TASK TO COMPLETE. Arrange the lines below as a numbered list, dropping any blank lines. Keep the pictures out of your answer.

==== SUPPLIED INFORMATION ====

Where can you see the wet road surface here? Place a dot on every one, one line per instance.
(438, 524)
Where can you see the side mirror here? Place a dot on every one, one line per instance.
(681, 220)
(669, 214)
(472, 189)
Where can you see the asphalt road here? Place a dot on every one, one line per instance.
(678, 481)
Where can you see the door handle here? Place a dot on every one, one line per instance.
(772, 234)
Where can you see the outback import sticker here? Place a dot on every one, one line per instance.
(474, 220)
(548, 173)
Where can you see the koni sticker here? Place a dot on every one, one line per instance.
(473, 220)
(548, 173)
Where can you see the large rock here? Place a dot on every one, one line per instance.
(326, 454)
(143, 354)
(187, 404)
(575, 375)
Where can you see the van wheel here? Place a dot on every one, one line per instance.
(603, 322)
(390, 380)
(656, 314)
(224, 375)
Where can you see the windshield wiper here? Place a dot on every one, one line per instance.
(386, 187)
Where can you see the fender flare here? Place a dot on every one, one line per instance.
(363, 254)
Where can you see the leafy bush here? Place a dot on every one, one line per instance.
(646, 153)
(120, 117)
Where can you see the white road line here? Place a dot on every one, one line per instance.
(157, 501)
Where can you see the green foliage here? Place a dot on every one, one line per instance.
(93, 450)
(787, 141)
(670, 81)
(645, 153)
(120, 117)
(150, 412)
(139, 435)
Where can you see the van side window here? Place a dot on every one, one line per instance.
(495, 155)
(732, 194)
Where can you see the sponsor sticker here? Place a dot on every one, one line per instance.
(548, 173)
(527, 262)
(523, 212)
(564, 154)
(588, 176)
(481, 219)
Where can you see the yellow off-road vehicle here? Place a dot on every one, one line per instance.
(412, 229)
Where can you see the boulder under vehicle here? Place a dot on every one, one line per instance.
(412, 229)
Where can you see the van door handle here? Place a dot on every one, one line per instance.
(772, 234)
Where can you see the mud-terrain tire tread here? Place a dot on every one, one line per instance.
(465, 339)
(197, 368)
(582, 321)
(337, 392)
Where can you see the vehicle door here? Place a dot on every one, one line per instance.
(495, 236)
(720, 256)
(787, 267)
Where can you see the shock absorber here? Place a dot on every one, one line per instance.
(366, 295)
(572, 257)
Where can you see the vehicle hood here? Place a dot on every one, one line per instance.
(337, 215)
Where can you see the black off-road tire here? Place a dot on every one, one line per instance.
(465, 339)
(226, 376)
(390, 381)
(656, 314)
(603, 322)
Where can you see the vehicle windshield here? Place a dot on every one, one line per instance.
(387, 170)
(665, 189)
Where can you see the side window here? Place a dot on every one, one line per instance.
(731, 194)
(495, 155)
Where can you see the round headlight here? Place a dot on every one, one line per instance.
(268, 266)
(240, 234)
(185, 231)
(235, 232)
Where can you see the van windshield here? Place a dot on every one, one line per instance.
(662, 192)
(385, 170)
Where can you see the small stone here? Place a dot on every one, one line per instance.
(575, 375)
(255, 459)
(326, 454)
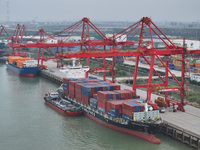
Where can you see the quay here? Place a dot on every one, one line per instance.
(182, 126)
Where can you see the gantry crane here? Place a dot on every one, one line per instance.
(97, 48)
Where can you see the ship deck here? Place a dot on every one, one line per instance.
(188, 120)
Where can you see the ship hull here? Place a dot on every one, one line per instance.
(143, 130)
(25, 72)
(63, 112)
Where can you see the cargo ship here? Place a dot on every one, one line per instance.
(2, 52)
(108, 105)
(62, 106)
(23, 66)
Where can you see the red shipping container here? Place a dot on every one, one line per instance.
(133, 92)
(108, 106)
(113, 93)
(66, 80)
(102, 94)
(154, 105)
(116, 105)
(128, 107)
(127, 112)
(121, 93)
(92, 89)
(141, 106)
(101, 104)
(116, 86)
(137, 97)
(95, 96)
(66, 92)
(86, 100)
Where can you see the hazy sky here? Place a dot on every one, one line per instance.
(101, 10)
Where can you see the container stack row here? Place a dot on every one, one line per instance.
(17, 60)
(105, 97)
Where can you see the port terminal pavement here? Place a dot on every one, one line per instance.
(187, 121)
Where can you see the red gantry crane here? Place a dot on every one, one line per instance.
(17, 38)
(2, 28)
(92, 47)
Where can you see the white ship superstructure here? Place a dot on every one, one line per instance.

====

THE RESPONSE.
1. Where can you see the wet road surface here? Place a dot on every one, one line per instance.
2. (438, 524)
3. Where can you see the side mirror here? Place a dot on every one, one line per instance.
4. (681, 220)
5. (669, 214)
6. (472, 189)
7. Where can you see the asphalt road here? Place a dot on every one, one line per instance.
8. (678, 481)
9. Where can you see the door handle here? Place a dot on every one, one line per instance.
10. (772, 234)
11. Where can you see the outback import sticker here? Place a dot on every one, one line per instance.
12. (474, 220)
13. (548, 173)
14. Where can you see the koni sticker here? Place a dot on every one, one line per instance.
15. (473, 220)
16. (548, 173)
17. Where can you see the large rock here? Place a dot on every one, one line per instance.
18. (326, 454)
19. (143, 354)
20. (187, 404)
21. (575, 375)
22. Where can you see the van wheel here? Place a dot on every one, one line per instance.
23. (603, 322)
24. (390, 380)
25. (656, 314)
26. (224, 375)
27. Where can you see the windshield wiper here? Place a dot on every one, one line per instance.
28. (386, 187)
29. Where can you see the fender flare here? Place a dot on every one, one line per instance.
30. (363, 254)
31. Where can you see the leafy bush here? Place a dot on every one, one line per instance.
32. (646, 153)
33. (120, 117)
34. Where can you see the white road line here? Place a dot on every one, one line per instance.
35. (157, 501)
36. Where can you see the green foliage here? Place a dot on every one, one line per instance.
37. (93, 450)
38. (787, 141)
39. (670, 81)
40. (645, 153)
41. (120, 117)
42. (150, 412)
43. (139, 435)
44. Where can you see the van side window here? Place a dot on every one, one line per instance.
45. (495, 155)
46. (732, 194)
47. Where can you see the sponsor sticker here? Place a dot on every one, one line per instance.
48. (548, 173)
49. (527, 262)
50. (523, 212)
51. (564, 154)
52. (588, 176)
53. (481, 219)
54. Where can you see the yellow off-road vehicle here? Place a dot on every one, one line per instance.
55. (412, 229)
56. Where can you see the boulder under vehicle here? Place a dot on every one, one line per instance.
57. (412, 229)
58. Where can you see the van door handle here? Place a dot on every one, one line per instance.
59. (772, 234)
60. Where can you see the mud-terrain tire tread here? Place a dot on every one, one line per instance.
61. (465, 339)
62. (197, 368)
63. (582, 321)
64. (337, 392)
65. Where can you see the vehicle door here? Place a dot on every one, one line per instance.
66. (495, 236)
67. (720, 256)
68. (787, 267)
69. Where can you see the shock absorber here? Place a dot on every one, one line per instance.
70. (366, 295)
71. (572, 257)
72. Where can you see the vehicle hood here? Place a dot on every one, one line per instance.
73. (337, 215)
74. Where can you see the black off-road tire here? Place a dot on every one, one line per instance.
75. (465, 339)
76. (226, 376)
77. (390, 381)
78. (656, 314)
79. (603, 322)
80. Where can you see the vehicle windshield here? Place a dot on every one, one line per instance.
81. (387, 170)
82. (665, 189)
83. Where can you see the side window here? Place a dot on every one, one line per instance.
84. (731, 194)
85. (495, 155)
86. Where can you see the round headlight here? Place a dot on every one, one line per instance.
87. (268, 266)
88. (240, 234)
89. (185, 231)
90. (235, 232)
91. Where can you see the van windshield here? Place a dot on every one, one line per instance.
92. (662, 192)
93. (385, 170)
94. Where can you see the small stone here? Place a dot on every one, one line per instance.
95. (575, 375)
96. (255, 459)
97. (326, 454)
98. Where can you see the quay here? Place a dot on every one, one line per instance.
99. (182, 126)
100. Where can you see the gantry crane here? Place a dot on every one, one line per instance.
101. (97, 48)
102. Where can you see the ship deck here? Place a dot on every one, one line per instance.
103. (188, 120)
104. Where can you see the ship hull here? Place a dot on every one, one line per instance.
105. (143, 130)
106. (25, 72)
107. (63, 112)
108. Where can you see the cargo ship here? Place a dot on every one, one line per instance.
109. (2, 52)
110. (108, 105)
111. (62, 106)
112. (23, 66)
113. Where can you see the red shipping container here? Place a dot on every one, one line per instance.
114. (133, 92)
115. (108, 106)
116. (113, 93)
117. (66, 80)
118. (102, 94)
119. (154, 105)
120. (116, 105)
121. (128, 107)
122. (127, 112)
123. (121, 93)
124. (92, 89)
125. (141, 106)
126. (101, 104)
127. (116, 86)
128. (137, 97)
129. (95, 96)
130. (66, 92)
131. (86, 100)
132. Where can you see the hazy sky here? Place a dot on every one, one line per instance.
133. (101, 10)
134. Where can you see the container stack row here? Place a dot on every one, one line per instance.
135. (17, 60)
136. (105, 97)
137. Where can you see the port terminal pavement here? Place a dot on every one, one line per instance.
138. (187, 121)
139. Where can you see the red gantry crane here? Place a dot on every one, one line per instance.
140. (17, 38)
141. (2, 28)
142. (92, 47)
143. Where can you see the white ship superstructure here? Place a dot on every one, one line per instance.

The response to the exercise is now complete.